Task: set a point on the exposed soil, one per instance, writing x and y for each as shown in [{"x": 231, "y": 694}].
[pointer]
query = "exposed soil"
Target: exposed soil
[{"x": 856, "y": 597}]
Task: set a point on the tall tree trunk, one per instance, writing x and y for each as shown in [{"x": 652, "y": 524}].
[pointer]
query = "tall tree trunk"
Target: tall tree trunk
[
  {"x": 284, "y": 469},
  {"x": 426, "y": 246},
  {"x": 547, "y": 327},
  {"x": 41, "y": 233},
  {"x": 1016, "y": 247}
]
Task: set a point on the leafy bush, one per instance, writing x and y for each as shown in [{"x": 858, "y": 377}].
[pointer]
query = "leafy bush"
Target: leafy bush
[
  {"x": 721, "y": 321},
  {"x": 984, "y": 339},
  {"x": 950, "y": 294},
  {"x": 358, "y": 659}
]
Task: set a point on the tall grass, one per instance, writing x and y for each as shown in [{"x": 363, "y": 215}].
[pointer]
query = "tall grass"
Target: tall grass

#### What this task involves:
Please copy word for word the rows from the line with "Task: set a point on the tall tree" up to and including the last line of the rows above.

#### Solution to this problem:
Task: set a point on the tall tree trunk, one per instance, writing x and y for each as shown in [{"x": 652, "y": 524}].
[pointer]
query = "tall tree trunk"
Target: tall tree trunk
[
  {"x": 284, "y": 469},
  {"x": 426, "y": 246},
  {"x": 547, "y": 327},
  {"x": 41, "y": 233},
  {"x": 1016, "y": 247}
]
Task: set a point on the leafy bush, one per instance, writing x and y for each as shown in [{"x": 858, "y": 377}].
[pointer]
query = "leafy bush"
Target: leafy bush
[
  {"x": 721, "y": 321},
  {"x": 984, "y": 339},
  {"x": 950, "y": 294},
  {"x": 358, "y": 659}
]
Task: set a point on the tall grass, one per instance, writing x and y for each as shown in [{"x": 363, "y": 215}].
[pointer]
query = "tall grass"
Target: tall grass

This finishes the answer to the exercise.